Set problem:
Replace every "a dot" in the entries below with "a pin", and leave everything else unchanged.

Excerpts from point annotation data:

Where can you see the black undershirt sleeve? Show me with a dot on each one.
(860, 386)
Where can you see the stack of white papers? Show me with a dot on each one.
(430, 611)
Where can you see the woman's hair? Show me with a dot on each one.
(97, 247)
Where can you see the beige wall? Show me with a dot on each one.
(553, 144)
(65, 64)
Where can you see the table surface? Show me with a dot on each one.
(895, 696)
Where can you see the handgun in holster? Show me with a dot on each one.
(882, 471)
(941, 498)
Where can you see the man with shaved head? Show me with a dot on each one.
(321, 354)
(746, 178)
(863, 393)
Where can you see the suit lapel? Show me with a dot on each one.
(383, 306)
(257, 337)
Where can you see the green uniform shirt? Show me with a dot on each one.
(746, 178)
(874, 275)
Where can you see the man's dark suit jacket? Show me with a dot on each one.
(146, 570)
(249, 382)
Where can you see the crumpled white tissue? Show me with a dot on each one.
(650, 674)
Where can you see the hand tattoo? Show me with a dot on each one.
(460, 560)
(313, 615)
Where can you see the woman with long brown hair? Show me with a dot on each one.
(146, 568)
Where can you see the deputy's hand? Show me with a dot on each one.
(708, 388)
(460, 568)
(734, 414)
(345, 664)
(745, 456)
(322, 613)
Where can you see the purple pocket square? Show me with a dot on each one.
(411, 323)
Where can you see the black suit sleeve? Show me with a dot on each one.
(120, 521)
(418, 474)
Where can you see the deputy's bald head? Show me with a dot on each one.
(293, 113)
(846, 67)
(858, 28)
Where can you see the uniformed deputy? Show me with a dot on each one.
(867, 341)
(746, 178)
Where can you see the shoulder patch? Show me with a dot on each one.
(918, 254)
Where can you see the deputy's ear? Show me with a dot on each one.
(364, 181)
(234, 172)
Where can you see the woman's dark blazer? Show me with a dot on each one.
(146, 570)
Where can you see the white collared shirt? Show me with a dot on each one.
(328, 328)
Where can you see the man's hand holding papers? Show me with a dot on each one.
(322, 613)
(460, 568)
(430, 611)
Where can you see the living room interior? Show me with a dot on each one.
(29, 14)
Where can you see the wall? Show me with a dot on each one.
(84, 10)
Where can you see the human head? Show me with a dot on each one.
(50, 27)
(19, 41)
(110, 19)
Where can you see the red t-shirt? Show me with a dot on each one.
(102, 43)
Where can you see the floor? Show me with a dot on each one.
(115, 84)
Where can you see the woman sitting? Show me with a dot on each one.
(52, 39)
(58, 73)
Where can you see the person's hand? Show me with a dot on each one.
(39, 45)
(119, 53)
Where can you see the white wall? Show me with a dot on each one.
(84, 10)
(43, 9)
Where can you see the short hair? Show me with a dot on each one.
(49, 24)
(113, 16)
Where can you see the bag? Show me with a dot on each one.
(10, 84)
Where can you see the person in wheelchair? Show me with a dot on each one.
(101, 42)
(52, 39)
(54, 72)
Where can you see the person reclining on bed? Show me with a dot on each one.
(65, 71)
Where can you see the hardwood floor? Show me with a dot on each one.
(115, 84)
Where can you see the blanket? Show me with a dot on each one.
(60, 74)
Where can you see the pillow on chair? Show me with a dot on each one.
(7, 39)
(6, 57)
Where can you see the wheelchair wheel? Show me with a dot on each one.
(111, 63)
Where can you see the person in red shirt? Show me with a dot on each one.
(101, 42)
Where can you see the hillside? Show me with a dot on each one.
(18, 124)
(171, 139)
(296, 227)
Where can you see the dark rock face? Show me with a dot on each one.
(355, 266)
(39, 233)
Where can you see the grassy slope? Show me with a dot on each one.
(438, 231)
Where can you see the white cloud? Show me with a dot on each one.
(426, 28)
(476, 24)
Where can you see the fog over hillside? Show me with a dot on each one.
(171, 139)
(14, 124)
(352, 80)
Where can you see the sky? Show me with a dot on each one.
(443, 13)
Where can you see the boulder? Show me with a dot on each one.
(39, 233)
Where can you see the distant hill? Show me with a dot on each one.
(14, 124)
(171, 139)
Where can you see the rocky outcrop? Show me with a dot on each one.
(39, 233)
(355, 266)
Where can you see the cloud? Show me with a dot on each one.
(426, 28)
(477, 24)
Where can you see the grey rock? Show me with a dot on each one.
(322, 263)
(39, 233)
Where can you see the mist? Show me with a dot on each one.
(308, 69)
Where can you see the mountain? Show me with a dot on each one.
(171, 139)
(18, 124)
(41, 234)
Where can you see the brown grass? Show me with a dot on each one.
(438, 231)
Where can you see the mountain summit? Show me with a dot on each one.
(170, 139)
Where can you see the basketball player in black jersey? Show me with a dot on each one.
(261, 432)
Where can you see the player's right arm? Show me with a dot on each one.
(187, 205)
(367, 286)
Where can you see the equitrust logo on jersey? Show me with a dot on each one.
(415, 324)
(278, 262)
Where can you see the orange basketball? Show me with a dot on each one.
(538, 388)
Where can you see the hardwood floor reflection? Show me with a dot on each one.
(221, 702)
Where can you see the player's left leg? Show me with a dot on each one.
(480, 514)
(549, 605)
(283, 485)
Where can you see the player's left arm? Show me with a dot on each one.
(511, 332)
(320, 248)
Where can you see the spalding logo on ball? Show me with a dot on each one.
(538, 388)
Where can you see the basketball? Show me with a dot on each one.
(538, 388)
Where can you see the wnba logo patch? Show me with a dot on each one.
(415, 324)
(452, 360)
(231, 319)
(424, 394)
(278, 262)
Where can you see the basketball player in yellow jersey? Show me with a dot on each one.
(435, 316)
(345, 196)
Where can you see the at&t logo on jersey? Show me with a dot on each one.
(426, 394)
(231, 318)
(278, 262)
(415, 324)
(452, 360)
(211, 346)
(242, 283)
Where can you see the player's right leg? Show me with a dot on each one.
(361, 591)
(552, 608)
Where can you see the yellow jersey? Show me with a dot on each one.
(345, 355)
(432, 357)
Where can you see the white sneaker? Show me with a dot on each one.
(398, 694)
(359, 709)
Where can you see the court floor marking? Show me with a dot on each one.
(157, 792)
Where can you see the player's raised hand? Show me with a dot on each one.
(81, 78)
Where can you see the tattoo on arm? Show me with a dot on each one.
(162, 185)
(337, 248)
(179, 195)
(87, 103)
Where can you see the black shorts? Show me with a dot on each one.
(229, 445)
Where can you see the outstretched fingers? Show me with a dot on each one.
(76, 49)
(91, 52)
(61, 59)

In response:
Where can you see the black undershirt sleeve? Show me with a pin on each one.
(860, 386)
Where can you see the stack of white papers? Show me with a pin on each one.
(430, 611)
Where can you see the woman's hair? Show me with a pin on each one.
(97, 247)
Where can you see the beige wall? Show me with a pin on each one.
(553, 144)
(65, 64)
Where can you see the table surface? Show me with a pin on each one.
(895, 696)
Where can you see the handgun in holster? Show me with a pin on each one.
(882, 471)
(941, 498)
Where can you see the man with shaved head? Show me with a pin on each one.
(321, 354)
(746, 178)
(863, 393)
Where can you see the suit lapel? Show me with a pin on each one.
(383, 306)
(257, 337)
Where can you see the green uniform shirt? Show me with a pin on each one.
(746, 178)
(874, 275)
Where can you see the man's dark suit jacket? Show me with a pin on each one.
(146, 570)
(249, 382)
Where can you see the crumpled white tissue? Show me with a pin on each one.
(650, 674)
Where can you see the hand tattoo? Show me with a pin on each one.
(460, 560)
(313, 615)
Where can you see the woman with long brown hair? Show me with a pin on each one.
(146, 568)
Where can you see the deputy's hand? Show me with a pin on each one.
(708, 388)
(460, 568)
(734, 414)
(345, 664)
(745, 456)
(322, 613)
Where can you see the purple pocket square? Show me with a pin on each one.
(411, 323)
Where can you see the black suit sleeve? Show me with a pin on each one.
(120, 521)
(418, 474)
Where can you see the deputy's bald head? Show me with a pin on each one.
(293, 113)
(846, 67)
(858, 28)
Where can you see the uniformed deputy? Show me with a pin on each one.
(867, 341)
(746, 178)
Where can you see the shoulder patch? Show me with a pin on each one.
(918, 254)
Where can you see the deputy's ear? Show me with a pin on each one.
(364, 181)
(234, 172)
Where can you see the woman's dark blazer? Show me with a pin on each one.
(146, 570)
Where can you see the white collared shirt? Show me with a pin on each one.
(328, 328)
Where can you see the man's hand holding papers? Show me with a pin on each one.
(322, 613)
(460, 568)
(430, 611)
Where can you see the living room interior? Show me with a pin on each one.
(29, 14)
Where can you see the wall? Show me with a pin on each one.
(84, 10)
Where can you see the human head? Show me with a pin on each one.
(50, 27)
(19, 41)
(110, 19)
Where can you see the red t-shirt? Show me with a pin on each one.
(102, 43)
Where can you see the floor? Show me with a pin on each one.
(115, 84)
Where can you see the woman sitting? Show me with a pin on each one.
(52, 39)
(58, 73)
Where can you see the person's hand? Show me with a pin on each one.
(39, 45)
(119, 53)
Where can you see the white wall? Show me with a pin on each one.
(84, 10)
(43, 9)
Where can you see the short hair? Show me with a pin on each one.
(49, 24)
(113, 16)
Where can you see the bag? Show me with a pin on each one.
(10, 84)
Where can you see the person in wheelchair? Show me with a pin on each one.
(101, 42)
(52, 39)
(54, 72)
Where can you see the person reclining on bed? Show me with a pin on each one.
(65, 71)
Where can you see the hardwood floor? Show me with a pin on each one.
(115, 84)
Where can you see the blanket? Show me with a pin on each one.
(60, 74)
Where can you see the pillow on chair? Show me with a pin on each one.
(7, 39)
(6, 57)
Where can you see the wheelchair wheel? Show me with a pin on each one.
(111, 63)
Where can you see the person in red shirt? Show me with a pin on each one.
(101, 42)
Where can you see the hillside? Show me with a pin on each one.
(18, 124)
(171, 139)
(296, 227)
Where can you see the dark rock face? Show me with a pin on each one.
(355, 266)
(39, 233)
Where can you see the grassy slope? Show me with a pin on each one.
(438, 231)
Where can you see the white cloud? Show me with a pin on each one.
(426, 28)
(476, 24)
Where can you see the fog over hillside? Show me with a pin on each one.
(171, 139)
(14, 124)
(352, 80)
Where can you see the sky? Show me with a pin on each one.
(443, 13)
Where can you see the boulder? Show me with a pin on each one.
(39, 233)
Where can you see the distant hill? Show me with a pin on each one.
(14, 124)
(171, 139)
Where can you see the rocky outcrop? Show me with a pin on each one.
(39, 233)
(355, 266)
Where can you see the cloud? Show me with a pin on each one.
(426, 28)
(477, 24)
Where can you see the grey rock? Show me with a pin on each one.
(322, 263)
(39, 233)
Where can you see the mist? Show me with a pin on each one.
(308, 69)
Where can you see the mountain? Show me with a pin on each one.
(171, 139)
(18, 124)
(41, 234)
Where can you see the brown grass? Show me with a pin on each one.
(438, 231)
Where can you see the mountain summit? Show me with a pin on each one.
(170, 139)
Where can you see the basketball player in black jersey? Show me with a pin on each one.
(261, 432)
Where can you see the player's right arm? Show me with a pin on each one.
(187, 205)
(367, 286)
Where can you see the equitrust logo on jersey? Show me with a pin on each one.
(415, 324)
(278, 262)
Where can you see the orange basketball? Show me with a pin on each one.
(538, 388)
Where can you see the hardwood floor reflection? Show me with a pin on each one.
(221, 702)
Where can you see the player's left leg? Show me with a pin on each one.
(480, 514)
(549, 605)
(283, 485)
Where can you see the player's left arm? Show me with a pin on each one.
(511, 332)
(320, 248)
Where can you see the spalding logo on ball? Show me with a pin on each one.
(538, 388)
Where can you see the basketball? Show me with a pin on each one.
(538, 388)
Where can you see the wnba logo patch? Show me with a pin on each one.
(415, 324)
(452, 360)
(231, 319)
(424, 394)
(278, 262)
Where can you see the basketball player in yellow jersey? Show me with a pin on each one.
(435, 316)
(345, 196)
Where can you see the at&t logo on jersey? Show me with a pin on each one.
(426, 394)
(231, 318)
(278, 262)
(415, 324)
(452, 360)
(211, 346)
(242, 283)
Where can you see the player's right leg? Show me with a pin on each one.
(361, 591)
(552, 608)
Where can you see the yellow jersey? Show me with a pin on each one.
(345, 355)
(432, 357)
Where can you see the white sneaker? Show me with a pin on each one.
(398, 694)
(359, 709)
Where can you see the court floor marking? Show me with a pin on each one.
(157, 792)
Where can you see the player's raised hand? Show me with a pin on each one.
(81, 78)
Where can you see the tattoo on arm? Show me with a pin on each one.
(162, 185)
(337, 248)
(179, 195)
(87, 103)
Where can you see the black shorts? Show me with a pin on each one.
(229, 445)
Where can you see the outstretched fingers? Show me with a pin on each one.
(76, 49)
(91, 52)
(61, 59)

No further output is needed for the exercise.